[Natural language region descriptions]
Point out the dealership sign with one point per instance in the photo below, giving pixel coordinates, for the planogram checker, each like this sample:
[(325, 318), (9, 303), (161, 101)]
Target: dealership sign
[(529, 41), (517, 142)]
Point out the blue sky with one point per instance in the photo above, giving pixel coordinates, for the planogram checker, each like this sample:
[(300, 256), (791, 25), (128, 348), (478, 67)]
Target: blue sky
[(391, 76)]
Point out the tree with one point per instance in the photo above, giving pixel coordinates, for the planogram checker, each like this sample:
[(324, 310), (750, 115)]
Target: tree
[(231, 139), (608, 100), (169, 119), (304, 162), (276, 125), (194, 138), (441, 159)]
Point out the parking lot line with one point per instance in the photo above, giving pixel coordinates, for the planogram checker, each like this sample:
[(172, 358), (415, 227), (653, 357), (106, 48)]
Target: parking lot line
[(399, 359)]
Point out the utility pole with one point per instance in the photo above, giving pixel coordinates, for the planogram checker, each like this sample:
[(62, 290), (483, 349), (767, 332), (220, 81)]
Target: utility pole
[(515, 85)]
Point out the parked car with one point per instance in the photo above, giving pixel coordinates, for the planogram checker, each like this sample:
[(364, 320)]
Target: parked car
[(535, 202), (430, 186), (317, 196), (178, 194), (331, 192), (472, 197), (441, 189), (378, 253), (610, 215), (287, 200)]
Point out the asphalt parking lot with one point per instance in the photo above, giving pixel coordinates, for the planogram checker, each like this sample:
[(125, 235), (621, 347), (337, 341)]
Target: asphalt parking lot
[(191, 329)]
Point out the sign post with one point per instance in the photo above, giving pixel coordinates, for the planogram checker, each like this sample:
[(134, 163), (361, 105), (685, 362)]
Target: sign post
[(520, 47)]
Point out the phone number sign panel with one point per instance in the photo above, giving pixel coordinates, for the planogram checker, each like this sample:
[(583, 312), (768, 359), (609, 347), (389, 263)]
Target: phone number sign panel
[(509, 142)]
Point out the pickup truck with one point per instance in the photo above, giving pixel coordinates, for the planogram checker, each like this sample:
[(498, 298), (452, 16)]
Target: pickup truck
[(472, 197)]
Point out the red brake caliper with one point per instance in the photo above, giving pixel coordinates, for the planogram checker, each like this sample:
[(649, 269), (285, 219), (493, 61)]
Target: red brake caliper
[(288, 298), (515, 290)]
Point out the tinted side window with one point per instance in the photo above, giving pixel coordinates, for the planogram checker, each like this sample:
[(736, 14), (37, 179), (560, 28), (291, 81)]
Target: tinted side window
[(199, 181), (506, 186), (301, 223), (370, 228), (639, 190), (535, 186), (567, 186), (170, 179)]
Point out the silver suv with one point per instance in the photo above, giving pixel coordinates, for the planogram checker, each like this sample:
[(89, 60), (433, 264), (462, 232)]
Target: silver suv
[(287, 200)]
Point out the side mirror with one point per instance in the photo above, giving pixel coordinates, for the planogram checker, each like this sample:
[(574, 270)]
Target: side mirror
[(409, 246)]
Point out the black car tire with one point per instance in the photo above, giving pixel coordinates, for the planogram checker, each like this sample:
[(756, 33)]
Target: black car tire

*Required action*:
Look above for every line with the word "black" and copy it.

*Answer below*:
Point out the black car tire with one point per instance in the photo above, giving pixel coordinates, for the planogram checker, each like this sample:
Target: black car tire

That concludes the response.